Data supplied:

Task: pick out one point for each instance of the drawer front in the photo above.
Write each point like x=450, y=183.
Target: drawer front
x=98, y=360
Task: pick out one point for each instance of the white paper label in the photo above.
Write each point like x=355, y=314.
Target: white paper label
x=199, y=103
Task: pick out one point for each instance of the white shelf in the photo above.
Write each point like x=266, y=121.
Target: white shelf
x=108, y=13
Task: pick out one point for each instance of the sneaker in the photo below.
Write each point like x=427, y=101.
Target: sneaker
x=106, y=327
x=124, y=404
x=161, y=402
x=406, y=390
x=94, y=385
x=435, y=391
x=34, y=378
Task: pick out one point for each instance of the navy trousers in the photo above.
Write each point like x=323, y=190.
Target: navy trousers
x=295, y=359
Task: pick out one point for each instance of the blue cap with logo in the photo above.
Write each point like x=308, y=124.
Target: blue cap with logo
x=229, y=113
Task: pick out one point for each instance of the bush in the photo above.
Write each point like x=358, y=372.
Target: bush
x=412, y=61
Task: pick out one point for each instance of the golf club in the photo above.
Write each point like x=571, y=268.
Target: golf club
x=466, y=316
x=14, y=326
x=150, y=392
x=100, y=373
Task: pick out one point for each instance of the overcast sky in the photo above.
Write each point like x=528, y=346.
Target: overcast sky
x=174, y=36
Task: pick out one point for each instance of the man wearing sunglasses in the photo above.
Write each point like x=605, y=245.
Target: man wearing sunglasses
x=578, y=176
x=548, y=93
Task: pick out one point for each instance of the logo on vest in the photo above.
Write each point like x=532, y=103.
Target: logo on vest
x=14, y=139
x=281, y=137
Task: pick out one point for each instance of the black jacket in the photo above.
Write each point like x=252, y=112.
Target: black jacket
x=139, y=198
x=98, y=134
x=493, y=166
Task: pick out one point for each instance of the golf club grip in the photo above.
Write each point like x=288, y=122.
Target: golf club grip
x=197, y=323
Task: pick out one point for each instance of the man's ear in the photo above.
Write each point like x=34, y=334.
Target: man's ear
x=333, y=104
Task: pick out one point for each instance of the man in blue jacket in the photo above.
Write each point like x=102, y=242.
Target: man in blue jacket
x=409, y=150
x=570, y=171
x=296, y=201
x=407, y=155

Given instruction:
Copy the entries above verbatim, from the line containing "Task: pick out one point for each instance of the black" through the line containing "x=197, y=323", both included.

Exercise output:
Task: pick out one point for each instance of the black jacket in the photo above.
Write each point like x=252, y=112.
Target: black jacket
x=139, y=198
x=98, y=134
x=493, y=166
Task: pick out one point for each instance of the golf club grip in the photo above.
Write each point like x=288, y=122.
Target: golf club grip
x=197, y=323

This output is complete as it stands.